_出題課題:_
(a) Datadog の monitor 設定メモでは、Resource のプルダウンに event.handler が出てくるようにするため、どの設定をどう変えましたか？
(b) Datadog の monitor 設定メモを、最後の文の後から書き継いでください。

Datadog の monitor でアラートを設定したい

以前、Datadog の monitor でアラートを設定したときのメモ。備忘録。

APM monitor

operation: event.handler で p90 latency: 5s を超えたらアラートするようにしたい。今回は New Monitor > APM から作成する。

Select monitor scope

Resource に event.handler を選択する。

最初、プルダウンに * と servlet.request しか出てこなかったが、APM 側の設定で、Primary operation を servlet.request から event.handler に変えたらプルダウンに出てくるようになった。(なぜ Primary operation のものしか出てこないのかは不明...)

Set alert conditions

Alert when p90 latency is above the threshold over the last 5 minutes で Alert threshold: 5 を設定する。

あとは、通知するメッセージとかを設定して終了。

Metric monitor

operation: scheduled.call で、対象の resource 2つのいずれかが p90 latency: 60s を超えたらアラートするようにしたい。今回は New Monitor > Metric から作成する。

_ポインティング用データセットのレコード:_
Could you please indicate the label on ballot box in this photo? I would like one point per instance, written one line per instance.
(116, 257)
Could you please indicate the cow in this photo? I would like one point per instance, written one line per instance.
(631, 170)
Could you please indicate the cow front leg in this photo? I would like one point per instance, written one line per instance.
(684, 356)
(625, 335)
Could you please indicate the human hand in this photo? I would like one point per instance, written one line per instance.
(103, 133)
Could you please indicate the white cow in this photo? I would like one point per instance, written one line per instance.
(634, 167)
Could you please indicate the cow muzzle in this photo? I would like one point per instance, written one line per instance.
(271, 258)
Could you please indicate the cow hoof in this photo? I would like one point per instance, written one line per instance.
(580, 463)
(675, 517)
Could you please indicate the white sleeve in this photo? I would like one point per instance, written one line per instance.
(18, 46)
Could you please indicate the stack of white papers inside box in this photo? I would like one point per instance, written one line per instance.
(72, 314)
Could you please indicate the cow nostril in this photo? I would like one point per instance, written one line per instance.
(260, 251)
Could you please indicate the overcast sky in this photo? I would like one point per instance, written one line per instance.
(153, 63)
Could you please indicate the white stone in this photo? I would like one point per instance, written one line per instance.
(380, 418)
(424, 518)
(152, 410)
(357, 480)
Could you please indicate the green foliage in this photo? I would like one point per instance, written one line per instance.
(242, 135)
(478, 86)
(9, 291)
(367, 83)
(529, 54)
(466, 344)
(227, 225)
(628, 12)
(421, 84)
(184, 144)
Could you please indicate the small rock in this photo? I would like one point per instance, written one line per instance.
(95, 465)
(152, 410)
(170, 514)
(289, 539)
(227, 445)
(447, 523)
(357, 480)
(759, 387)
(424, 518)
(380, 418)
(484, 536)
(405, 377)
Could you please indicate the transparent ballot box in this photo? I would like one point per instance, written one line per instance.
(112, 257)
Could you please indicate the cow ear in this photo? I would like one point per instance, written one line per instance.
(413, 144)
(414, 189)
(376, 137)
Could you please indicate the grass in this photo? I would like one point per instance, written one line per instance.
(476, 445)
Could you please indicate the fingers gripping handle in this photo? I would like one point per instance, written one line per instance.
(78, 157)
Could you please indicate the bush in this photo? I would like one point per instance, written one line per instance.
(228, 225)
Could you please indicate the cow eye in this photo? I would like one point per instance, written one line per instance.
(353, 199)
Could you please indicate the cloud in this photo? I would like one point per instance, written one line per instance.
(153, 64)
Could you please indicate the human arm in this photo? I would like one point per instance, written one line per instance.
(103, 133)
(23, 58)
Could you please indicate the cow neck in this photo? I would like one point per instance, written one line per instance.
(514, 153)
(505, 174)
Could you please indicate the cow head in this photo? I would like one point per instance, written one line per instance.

_課題別の解答:_
(a) APM 側の設定で、Primary operation を servlet.request から event.handler に変えました。

(b)
Define the metric

trace.scheduled.call from resource_name:scheduledtasks.foo* p90 by resource_name で設定する。resource の名前に依存しちゃうけど、from のところを先頭一致にすると複数の resource を監視できる。(それぞれを query に設定して、formula でごにょごにょすれば同じようにできるかもしれないけどやり方が分からず...)

Set alert conditions

Trigger when the metric is above the threshold percentile (p90) during the last 5 minutes for any resource_name で Alert threshold: 60 を設定する。

あとは、通知するメッセージとかを設定して終了。

その他

APM monitor の方で Primary operation を変えたけど、Metric monitor で作成したら別に Primary operation を変える必要はなかったかもしれない。

現場からは以上です。